* _SET TASK 1_
Rewrite the passage on Moody's 2026 Digital Finance Outlook, starting with "The report states" and going on through "of digital assets.", and replace "liquidity management" with "cash management".
* _SET TASK 2_
Answer these questions from the passage on Moody's 2026 Digital Finance Outlook:
(a) In which year did stablecoins and tokenized assets gain adoption in payments and liquidity management?
(b) What title does Cristiano Ventricelli hold at Moody's?
(c) Which previously distinct sectors are named as becoming more integrated?
* _SET TASK 3_
Extend the passage on Moody's 2026 Digital Finance Outlook from where it stops.

In the 2026 Digital Finance Outlook report, Moody’s predicts that blockchain-based technology will have an increasing impact this year on capital allocation and market operations of traditional financial companies.
The report states that stablecoins and tokenized assets gained adoption in payments and liquidity management in 2025, and highlights the most likely trends this year in the evolution and adoption of digital assets.
This includes the use of blockchains and other emerging technologies to foster a “unified digital ecosystem” in which previously distinct sectors — such as transition finance, private credit, and emerging markets — will become more integrated.
“Digital finance platforms now host tokenized U.S. Treasury securities and structured credit products,” the report says. “The adoption of new technology is expected to increase further next year, demonstrating efficiency gains, although operational, regulatory, and cyber risks remain.”
The report also forecasts the growing use of tokenized issuances and programmable settlement to deliver efficiency gains, helping financial institutions accelerate asset-to-cash conversions while reducing reconciliation work and lowering other costs.
Co-author Cristiano Ventricelli, Vice President and Senior Digital Assets Analyst at Moody’s, reiterates that evolving technologies such as stablecoins, tokenization, and blockchains will “interconnect” areas of finance that were previously separate.
“Various institutions are positioning themselves to adopt stablecoins for cross-border payments and liquidity management, helping to bring digital finance closer to traditional finance,” he said. “Meanwhile, asset tokenization is gaining momentum, making it easier and cheaper to issue and trade assets, as well as opening new opportunities in markets that were previously hard to access.”
Overall, Ventricelli suggested that blockchain-based technology is already optimizing traditional financial processes, which should encourage more financial institutions and service companies to launch their own solutions.
He predicted: “As these innovations mature, markets will increasingly compete for the robustness and maturity of their infrastructure layers, which should be not only secure and efficient but also highly interoperable, enabling seamless integration with existing financial systems and reducing the gap between old and new financial models.”

* _RAW DATA_
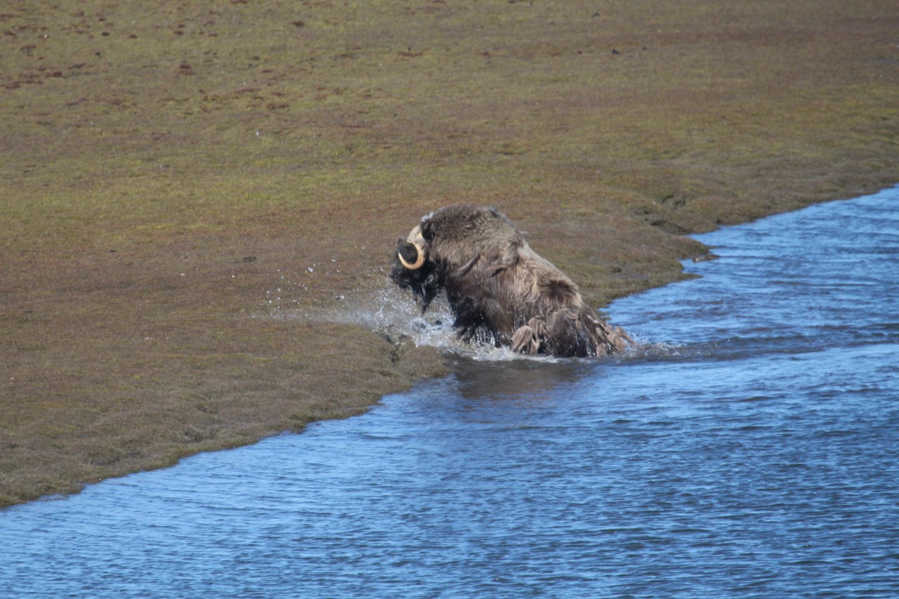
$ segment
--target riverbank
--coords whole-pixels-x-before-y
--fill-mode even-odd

* _EXPECTED ANSWER 1_
The report states that stablecoins and tokenized assets gained adoption in payments and cash management in 2025, and highlights the most likely trends this year in the evolution and adoption of digital assets.

* _EXPECTED ANSWER 2_
(a) 2025
(b) Vice President and Senior Digital Assets Analyst
(c) Transition finance, private credit, and emerging markets

* _EXPECTED ANSWER 3_
Regulatory Fragmentation
Although the report states that digital finance entered a “new phase” in 2026, Ventricelli acknowledges that progress may be slowed by some core challenges.
“One of the biggest is the lack of harmonized regulation across countries, which leads to fragmented infrastructure and makes institutions cautious about adopting new digital products on a large scale,” he explained.
While some regions — especially the European Union, with the MiCA regulation — are advancing regulatory harmonization, fragmentation elsewhere hampers interoperability between different systems.
For Ventricelli, this increases operational risks and makes digital assets less liquid. Additionally, he adds that increased adoption may, at least in the short term, elevate the risk of cyberattacks.
There is no doubt that adoption of blockchain-based technologies by the traditional financial sector is growing, as evidenced by recent spot ETF filings and launches, for example, with CoinShares’ annual report revealing that digital funds attracted over US$47 billion in investments last year.
But for these trends to continue and expand, Moody’s argues that a robust infrastructure and broad participation are necessary.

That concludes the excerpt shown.